## Apply what you read
1. Answer these from the passage on the GPE Financing Conference:
(a) On what dates is the replenishment conference held?
(b) What yearly amount does GPE aim to reach by 2020?
(c) How many children are described as not learning the basics?
2. Please pick up the passage on the GPE Financing Conference after its final sentence and continue it with a few more sentences.

## Excerpted passage
=== Begin Enclosure ===
What is at stake at the GPE Financing Conference?

The Global Partnership for Education (GPE) 3rd replenishment conference (February 1-2) aims to confirm significant increases in commitments from partner countries and donors – old and new – in order to ensure that all children and youth are in school and learning. GPE’s goal is to reach US$2 billion a year by 2020 to deliver better learning and equity outcomes for some 870 million children and adolescents in 89 countries.

The increased pledges are demanded within a particular context of aid to education trends, the changing role of GPE, and the higher stakes with the adoption of Sustainable Development Goal 4. With 387 million children not learning the basics, most of them in countries where GPE operates, it is crucial that partners scale their commitments to education up according to the GPE targets.
=== End Enclosure ===
[Data excerpts]
=== Begin Enclosure ===
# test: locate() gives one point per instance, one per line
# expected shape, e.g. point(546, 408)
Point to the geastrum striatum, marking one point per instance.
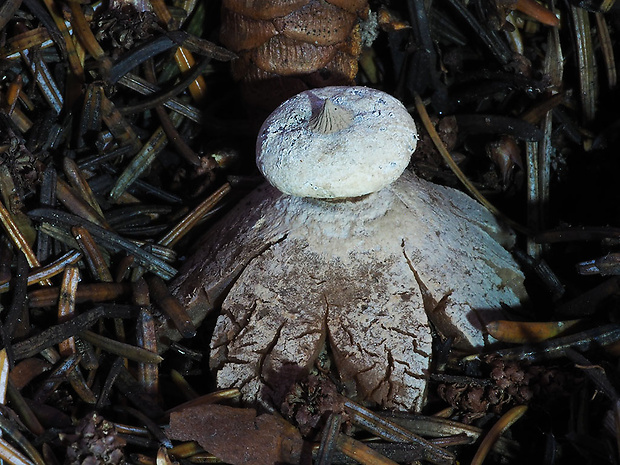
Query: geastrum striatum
point(348, 254)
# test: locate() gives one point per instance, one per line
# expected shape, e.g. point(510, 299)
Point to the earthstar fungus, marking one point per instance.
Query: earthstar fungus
point(350, 254)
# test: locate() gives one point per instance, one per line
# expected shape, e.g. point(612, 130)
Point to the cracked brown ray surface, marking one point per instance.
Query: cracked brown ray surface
point(303, 273)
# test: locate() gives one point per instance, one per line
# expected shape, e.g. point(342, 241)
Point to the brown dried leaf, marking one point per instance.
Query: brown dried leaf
point(238, 436)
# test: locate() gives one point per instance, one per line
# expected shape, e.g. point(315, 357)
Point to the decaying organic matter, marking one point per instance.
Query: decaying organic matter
point(285, 46)
point(359, 276)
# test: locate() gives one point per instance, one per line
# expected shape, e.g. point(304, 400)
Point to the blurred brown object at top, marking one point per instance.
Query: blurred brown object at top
point(287, 46)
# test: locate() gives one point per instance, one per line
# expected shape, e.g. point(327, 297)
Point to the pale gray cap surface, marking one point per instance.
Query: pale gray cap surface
point(367, 151)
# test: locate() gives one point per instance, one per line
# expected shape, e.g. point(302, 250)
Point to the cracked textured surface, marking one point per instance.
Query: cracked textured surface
point(363, 277)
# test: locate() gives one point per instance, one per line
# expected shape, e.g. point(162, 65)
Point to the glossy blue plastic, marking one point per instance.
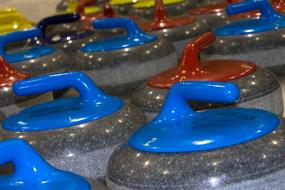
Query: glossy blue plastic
point(27, 54)
point(32, 172)
point(180, 129)
point(57, 19)
point(269, 19)
point(92, 103)
point(134, 37)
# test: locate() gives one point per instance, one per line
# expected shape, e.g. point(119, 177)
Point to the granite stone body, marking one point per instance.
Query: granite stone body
point(257, 90)
point(264, 48)
point(121, 71)
point(55, 62)
point(123, 9)
point(217, 19)
point(83, 149)
point(254, 165)
point(179, 36)
point(70, 37)
point(171, 10)
point(202, 3)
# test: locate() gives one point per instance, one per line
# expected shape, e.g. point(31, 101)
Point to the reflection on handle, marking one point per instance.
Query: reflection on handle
point(190, 60)
point(263, 6)
point(58, 19)
point(176, 104)
point(28, 163)
point(81, 82)
point(17, 36)
point(126, 23)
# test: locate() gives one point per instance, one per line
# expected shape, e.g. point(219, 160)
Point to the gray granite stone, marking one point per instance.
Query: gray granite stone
point(9, 98)
point(85, 148)
point(55, 62)
point(171, 10)
point(260, 89)
point(202, 3)
point(17, 103)
point(257, 164)
point(179, 36)
point(121, 71)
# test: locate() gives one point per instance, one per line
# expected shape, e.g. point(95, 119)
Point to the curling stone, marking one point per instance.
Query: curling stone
point(28, 164)
point(259, 40)
point(12, 20)
point(224, 148)
point(76, 134)
point(259, 88)
point(179, 30)
point(36, 60)
point(146, 8)
point(9, 102)
point(120, 63)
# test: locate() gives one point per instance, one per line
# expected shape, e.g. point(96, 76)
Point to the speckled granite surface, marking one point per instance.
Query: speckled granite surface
point(84, 148)
point(260, 89)
point(32, 9)
point(257, 164)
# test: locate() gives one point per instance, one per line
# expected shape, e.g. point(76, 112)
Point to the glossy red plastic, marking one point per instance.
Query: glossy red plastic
point(161, 21)
point(220, 8)
point(279, 5)
point(191, 68)
point(9, 75)
point(108, 12)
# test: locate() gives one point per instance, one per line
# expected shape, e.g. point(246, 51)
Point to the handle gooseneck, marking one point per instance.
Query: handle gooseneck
point(176, 103)
point(263, 6)
point(81, 82)
point(111, 23)
point(190, 61)
point(17, 36)
point(57, 19)
point(134, 32)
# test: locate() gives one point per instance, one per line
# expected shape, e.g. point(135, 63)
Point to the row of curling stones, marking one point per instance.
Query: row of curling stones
point(259, 87)
point(118, 64)
point(41, 59)
point(33, 172)
point(9, 102)
point(145, 8)
point(216, 15)
point(107, 12)
point(224, 148)
point(178, 30)
point(259, 40)
point(76, 134)
point(12, 20)
point(63, 32)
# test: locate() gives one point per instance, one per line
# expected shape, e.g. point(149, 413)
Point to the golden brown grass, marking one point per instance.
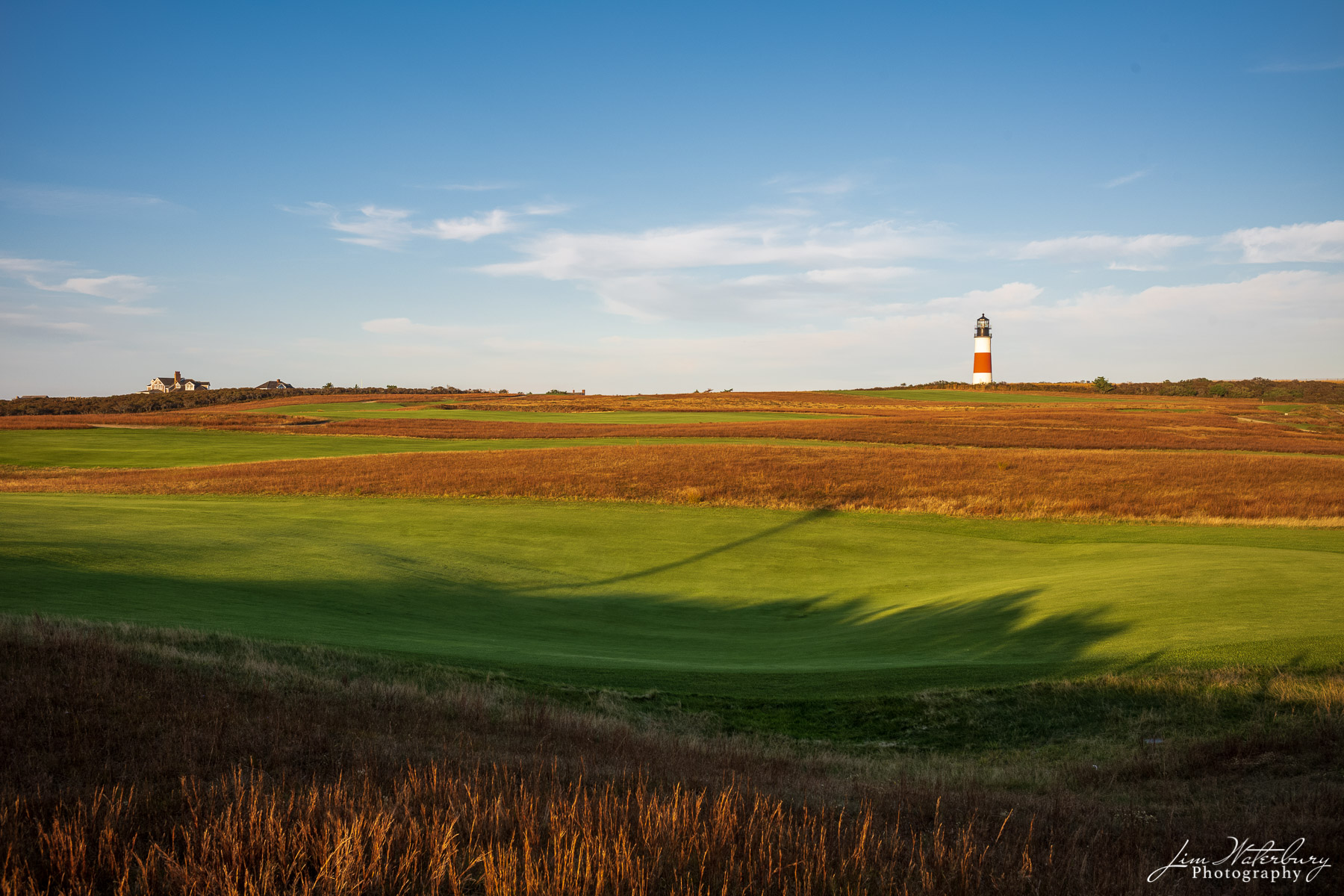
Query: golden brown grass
point(206, 420)
point(952, 428)
point(1203, 425)
point(1133, 485)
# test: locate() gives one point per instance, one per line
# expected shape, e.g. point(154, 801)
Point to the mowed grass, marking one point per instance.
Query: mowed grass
point(959, 395)
point(423, 411)
point(175, 447)
point(718, 602)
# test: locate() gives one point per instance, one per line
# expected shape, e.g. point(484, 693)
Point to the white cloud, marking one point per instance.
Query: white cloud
point(470, 228)
point(1263, 326)
point(382, 227)
point(1098, 247)
point(378, 227)
point(1293, 243)
point(856, 276)
point(34, 321)
point(1127, 179)
point(695, 273)
point(121, 289)
point(567, 255)
point(1007, 296)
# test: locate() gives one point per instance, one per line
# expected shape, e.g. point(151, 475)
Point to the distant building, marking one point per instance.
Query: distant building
point(175, 385)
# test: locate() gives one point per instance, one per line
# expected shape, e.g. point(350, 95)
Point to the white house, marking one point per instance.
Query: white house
point(175, 385)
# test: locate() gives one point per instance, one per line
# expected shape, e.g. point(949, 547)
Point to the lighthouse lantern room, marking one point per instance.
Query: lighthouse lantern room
point(981, 370)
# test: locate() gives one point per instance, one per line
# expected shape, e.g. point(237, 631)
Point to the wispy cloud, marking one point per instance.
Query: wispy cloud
point(989, 300)
point(1289, 67)
point(1100, 247)
point(1322, 242)
point(382, 227)
point(122, 289)
point(406, 327)
point(730, 270)
point(1127, 179)
point(18, 319)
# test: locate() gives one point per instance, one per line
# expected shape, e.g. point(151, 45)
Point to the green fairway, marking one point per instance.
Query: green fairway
point(171, 447)
point(428, 411)
point(685, 600)
point(957, 395)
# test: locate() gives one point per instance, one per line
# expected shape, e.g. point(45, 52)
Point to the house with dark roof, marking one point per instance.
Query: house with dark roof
point(176, 385)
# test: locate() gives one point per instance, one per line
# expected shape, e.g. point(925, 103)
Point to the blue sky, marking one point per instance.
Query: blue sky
point(662, 198)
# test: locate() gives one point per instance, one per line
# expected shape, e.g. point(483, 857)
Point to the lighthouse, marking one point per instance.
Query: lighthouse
point(981, 371)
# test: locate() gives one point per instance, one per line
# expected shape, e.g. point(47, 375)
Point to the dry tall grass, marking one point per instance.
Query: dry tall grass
point(1136, 485)
point(181, 763)
point(987, 428)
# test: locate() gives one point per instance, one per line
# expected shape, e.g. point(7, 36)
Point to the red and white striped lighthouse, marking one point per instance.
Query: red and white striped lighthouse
point(983, 370)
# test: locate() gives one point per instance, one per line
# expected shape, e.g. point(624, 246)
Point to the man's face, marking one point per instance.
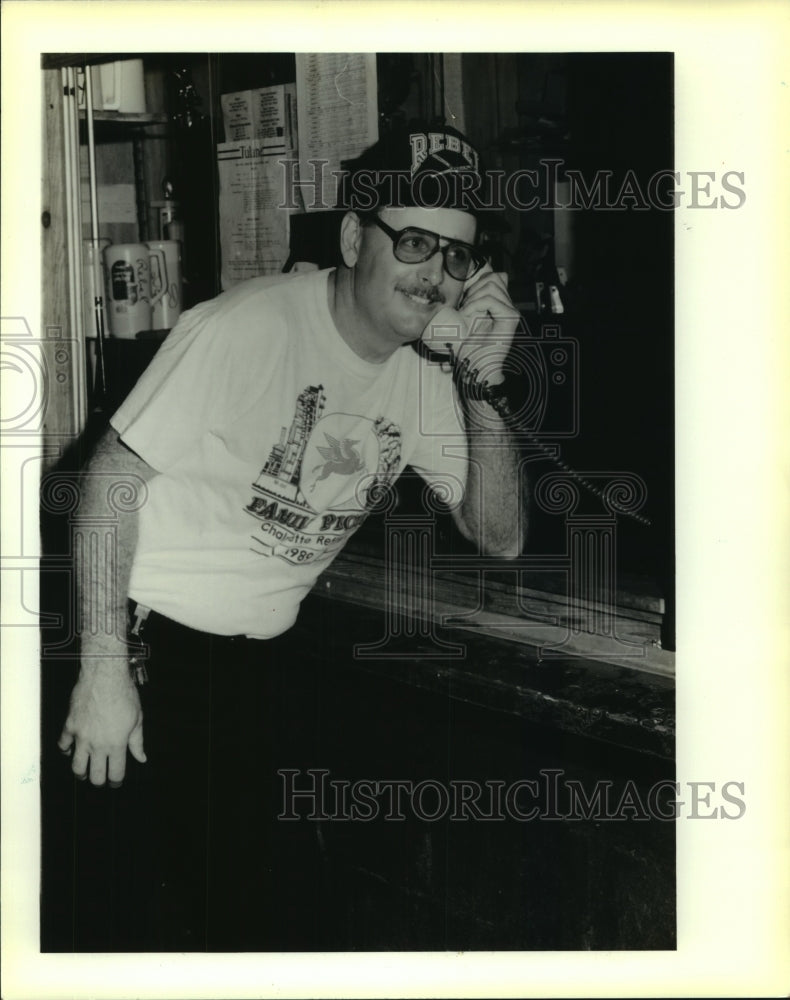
=== End Enclosure ===
## Answers in order
1.
(a) February 1-2
(b) US$2 billion a year
(c) 387 million

2.
Aid to education has been stagnating

2The 2017/8 Global Education Monitoring (GEM) Report showed that aid to education in 2015 was 4% below 2010 levels. It further revealed that the education share of total aid fell for six consecutive years, from 10% in 2009 to 6.9% in 2015. Comparatively, the share of aid towards the health and population sectors increased from 11.4% to 15.9% between 2004 and 2013 (only witnessing a decline in the two years after that). Likewise, the aid share received by the transport sector caught up with education during the same time.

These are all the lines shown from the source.